◆ Supplied data
- Opening Delimiter -

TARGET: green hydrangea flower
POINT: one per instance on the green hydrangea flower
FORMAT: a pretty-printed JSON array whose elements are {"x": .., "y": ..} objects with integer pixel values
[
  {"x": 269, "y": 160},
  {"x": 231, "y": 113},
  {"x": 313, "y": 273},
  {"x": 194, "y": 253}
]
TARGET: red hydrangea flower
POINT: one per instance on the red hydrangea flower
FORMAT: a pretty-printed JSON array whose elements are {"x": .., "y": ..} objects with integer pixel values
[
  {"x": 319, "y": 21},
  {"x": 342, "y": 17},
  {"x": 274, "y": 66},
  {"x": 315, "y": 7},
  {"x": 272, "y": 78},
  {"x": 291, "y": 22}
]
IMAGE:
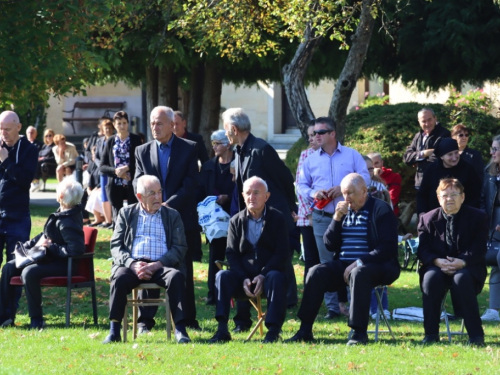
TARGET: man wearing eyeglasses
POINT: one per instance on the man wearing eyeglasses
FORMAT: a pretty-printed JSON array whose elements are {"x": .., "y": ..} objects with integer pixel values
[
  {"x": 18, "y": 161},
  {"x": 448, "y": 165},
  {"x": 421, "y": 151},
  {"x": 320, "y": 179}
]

- Closing Delimiter -

◆ The problem
The listing above must be repeated exactly. Its pictures are not part of the copy.

◆ Response below
TARGET: green hydrangea flower
POINT: one per instance on the green hydrangea flower
FORMAT: a pretty-printed JSON array whose elements are {"x": .., "y": ..} objects with integer pixel values
[
  {"x": 269, "y": 160},
  {"x": 231, "y": 113},
  {"x": 313, "y": 273},
  {"x": 194, "y": 253}
]
TARGET: red hydrangea flower
POINT: one per instance on the red hydrangea flower
FORMAT: a pretty-printed JSON array whose elements are {"x": .., "y": ..} objects with integer pixel values
[
  {"x": 319, "y": 21},
  {"x": 342, "y": 17},
  {"x": 274, "y": 66},
  {"x": 315, "y": 7},
  {"x": 272, "y": 78},
  {"x": 291, "y": 22}
]
IMAGE:
TARGET: man wearing eyeglasses
POINT: one per instance on the man wearing eyeglasses
FORMAT: a pretty-printed JSON array whose elements are {"x": .., "y": ..} objects with integer pixel values
[
  {"x": 18, "y": 161},
  {"x": 448, "y": 165},
  {"x": 421, "y": 151},
  {"x": 320, "y": 179}
]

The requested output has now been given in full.